(Beginning of SOURCE DATA)

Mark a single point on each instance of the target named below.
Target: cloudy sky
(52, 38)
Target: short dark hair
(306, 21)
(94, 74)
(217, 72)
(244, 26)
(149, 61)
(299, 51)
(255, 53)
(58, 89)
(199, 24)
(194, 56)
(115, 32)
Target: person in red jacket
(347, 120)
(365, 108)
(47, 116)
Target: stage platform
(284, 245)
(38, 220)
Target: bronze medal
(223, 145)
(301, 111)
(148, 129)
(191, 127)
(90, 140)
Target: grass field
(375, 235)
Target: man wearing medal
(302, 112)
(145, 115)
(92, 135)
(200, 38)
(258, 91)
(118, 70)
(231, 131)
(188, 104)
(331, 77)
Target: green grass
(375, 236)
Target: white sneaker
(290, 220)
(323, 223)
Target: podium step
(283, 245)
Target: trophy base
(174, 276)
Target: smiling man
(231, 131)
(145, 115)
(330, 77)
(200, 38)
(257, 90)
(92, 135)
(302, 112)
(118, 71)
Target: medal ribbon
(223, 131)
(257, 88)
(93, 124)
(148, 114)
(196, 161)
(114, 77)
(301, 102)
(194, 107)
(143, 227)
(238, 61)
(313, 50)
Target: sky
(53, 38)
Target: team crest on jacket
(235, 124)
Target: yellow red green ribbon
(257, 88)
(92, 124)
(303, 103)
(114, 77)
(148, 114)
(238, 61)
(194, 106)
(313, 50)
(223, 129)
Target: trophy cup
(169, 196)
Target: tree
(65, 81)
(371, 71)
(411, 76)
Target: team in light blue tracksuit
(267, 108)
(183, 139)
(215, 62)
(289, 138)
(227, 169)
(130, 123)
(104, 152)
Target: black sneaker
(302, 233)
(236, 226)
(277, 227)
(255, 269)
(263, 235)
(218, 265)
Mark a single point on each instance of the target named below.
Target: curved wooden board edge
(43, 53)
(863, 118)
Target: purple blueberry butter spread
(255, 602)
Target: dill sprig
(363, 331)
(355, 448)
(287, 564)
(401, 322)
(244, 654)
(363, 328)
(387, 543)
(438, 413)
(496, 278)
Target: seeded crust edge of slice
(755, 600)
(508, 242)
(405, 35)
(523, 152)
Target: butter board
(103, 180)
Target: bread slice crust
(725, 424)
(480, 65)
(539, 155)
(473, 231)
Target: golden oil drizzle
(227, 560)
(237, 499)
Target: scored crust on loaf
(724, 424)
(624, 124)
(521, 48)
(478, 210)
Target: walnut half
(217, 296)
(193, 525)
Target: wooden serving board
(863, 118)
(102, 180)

(End of SOURCE DATA)
(Beginning of SOURCE DATA)

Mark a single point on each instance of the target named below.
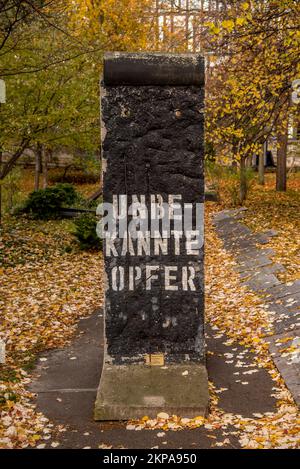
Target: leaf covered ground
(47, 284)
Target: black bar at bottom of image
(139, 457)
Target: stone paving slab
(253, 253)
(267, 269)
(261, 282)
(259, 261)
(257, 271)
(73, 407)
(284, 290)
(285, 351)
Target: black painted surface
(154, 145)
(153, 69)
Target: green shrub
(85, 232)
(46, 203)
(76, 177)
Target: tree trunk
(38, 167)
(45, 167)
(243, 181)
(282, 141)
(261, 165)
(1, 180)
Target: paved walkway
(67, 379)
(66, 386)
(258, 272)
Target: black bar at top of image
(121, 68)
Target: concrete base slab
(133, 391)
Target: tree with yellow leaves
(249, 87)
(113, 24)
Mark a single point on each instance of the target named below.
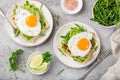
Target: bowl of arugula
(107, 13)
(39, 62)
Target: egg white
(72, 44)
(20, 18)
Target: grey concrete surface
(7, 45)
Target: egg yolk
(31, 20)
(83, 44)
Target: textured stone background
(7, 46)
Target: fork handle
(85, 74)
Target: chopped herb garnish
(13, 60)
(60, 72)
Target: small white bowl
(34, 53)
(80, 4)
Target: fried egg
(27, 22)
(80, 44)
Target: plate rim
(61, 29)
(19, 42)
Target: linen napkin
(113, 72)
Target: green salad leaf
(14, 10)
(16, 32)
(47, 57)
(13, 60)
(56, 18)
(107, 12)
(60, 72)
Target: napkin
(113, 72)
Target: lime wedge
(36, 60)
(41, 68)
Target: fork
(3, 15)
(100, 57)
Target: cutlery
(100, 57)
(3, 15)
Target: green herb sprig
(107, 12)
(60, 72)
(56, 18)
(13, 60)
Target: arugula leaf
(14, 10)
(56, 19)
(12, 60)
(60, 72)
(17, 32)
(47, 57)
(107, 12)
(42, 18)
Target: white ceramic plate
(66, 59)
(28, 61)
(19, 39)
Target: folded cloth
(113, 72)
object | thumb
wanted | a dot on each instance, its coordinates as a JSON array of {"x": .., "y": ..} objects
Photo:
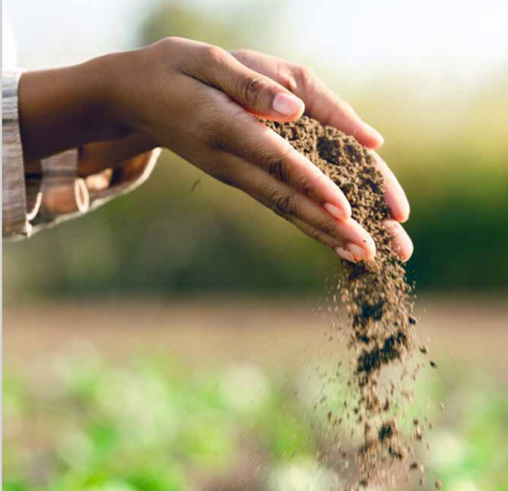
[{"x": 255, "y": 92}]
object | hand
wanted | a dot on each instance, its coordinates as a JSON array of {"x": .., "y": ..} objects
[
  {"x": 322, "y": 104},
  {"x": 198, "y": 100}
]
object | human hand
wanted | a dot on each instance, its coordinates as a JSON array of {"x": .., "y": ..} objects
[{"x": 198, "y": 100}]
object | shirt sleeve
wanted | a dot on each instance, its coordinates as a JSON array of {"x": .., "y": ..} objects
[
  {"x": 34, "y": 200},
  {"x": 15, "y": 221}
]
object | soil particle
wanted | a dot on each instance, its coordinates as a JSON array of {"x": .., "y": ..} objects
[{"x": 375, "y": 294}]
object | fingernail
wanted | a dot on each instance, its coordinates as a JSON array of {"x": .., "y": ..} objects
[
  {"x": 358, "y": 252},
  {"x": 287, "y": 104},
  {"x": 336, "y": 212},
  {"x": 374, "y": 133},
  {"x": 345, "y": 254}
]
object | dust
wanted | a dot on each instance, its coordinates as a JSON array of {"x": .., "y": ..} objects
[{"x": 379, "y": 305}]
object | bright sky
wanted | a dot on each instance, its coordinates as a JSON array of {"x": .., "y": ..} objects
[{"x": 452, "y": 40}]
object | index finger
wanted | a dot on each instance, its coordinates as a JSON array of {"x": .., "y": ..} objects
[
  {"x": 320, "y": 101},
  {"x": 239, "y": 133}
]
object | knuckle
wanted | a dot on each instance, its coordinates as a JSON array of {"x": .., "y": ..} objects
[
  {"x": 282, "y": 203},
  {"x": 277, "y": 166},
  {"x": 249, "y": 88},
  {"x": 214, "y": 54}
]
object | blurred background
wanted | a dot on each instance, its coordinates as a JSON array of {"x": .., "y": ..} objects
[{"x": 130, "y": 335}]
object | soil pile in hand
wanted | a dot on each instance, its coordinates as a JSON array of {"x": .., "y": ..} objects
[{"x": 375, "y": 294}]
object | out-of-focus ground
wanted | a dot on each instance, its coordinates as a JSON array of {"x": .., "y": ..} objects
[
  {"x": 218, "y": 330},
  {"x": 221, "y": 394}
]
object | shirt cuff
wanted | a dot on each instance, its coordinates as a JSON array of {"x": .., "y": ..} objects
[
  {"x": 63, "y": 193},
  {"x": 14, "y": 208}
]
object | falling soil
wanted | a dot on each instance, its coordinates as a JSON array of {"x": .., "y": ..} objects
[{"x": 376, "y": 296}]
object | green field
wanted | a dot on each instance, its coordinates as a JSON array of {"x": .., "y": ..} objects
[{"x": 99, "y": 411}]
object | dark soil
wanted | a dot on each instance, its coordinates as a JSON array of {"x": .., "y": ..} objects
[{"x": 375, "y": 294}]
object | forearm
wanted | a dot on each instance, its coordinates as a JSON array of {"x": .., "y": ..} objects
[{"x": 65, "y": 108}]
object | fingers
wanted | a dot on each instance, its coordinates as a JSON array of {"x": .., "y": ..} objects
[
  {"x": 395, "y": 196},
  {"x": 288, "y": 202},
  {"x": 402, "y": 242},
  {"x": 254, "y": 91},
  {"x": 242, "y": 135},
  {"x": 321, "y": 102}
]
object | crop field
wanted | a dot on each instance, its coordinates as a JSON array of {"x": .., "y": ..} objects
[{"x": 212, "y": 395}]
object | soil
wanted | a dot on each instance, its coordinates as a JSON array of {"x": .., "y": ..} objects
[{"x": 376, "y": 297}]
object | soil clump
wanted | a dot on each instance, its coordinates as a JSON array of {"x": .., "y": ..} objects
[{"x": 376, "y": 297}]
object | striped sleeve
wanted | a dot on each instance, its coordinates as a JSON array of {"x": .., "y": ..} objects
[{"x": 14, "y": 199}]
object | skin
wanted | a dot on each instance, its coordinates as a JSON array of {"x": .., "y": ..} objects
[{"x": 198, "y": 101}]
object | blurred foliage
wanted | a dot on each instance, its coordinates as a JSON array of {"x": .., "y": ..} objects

(End of SOURCE DATA)

When the word "blurred" shows up in a line of the entries, report that line.

- SOLUTION TO THIS PROBLEM:
object | blurred background
object | blurred foliage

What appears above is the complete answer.